- YOUR ASSIGNMENT -
From the records below, copy out exactly the lines from the one containing "finial you can see." to the one containing "Traffic camera analysis requested. Look at the following", both included. Add nothing else.

================

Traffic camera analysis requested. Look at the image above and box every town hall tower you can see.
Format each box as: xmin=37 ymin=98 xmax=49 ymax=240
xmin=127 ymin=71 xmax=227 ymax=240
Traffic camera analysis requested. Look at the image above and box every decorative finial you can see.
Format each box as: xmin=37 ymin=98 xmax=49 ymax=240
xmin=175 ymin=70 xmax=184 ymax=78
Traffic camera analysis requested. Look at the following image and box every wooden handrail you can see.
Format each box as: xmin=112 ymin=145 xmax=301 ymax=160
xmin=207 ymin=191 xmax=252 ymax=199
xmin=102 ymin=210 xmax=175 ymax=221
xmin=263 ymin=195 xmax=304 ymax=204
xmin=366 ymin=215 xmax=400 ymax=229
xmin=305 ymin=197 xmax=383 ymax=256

================

- SOLUTION -
Traffic camera analysis requested. Look at the image above and box every decorative finial you can see.
Format each box as: xmin=37 ymin=98 xmax=49 ymax=240
xmin=175 ymin=70 xmax=184 ymax=78
Traffic camera analysis requested. Look at the following image and box every wooden handrail you can see.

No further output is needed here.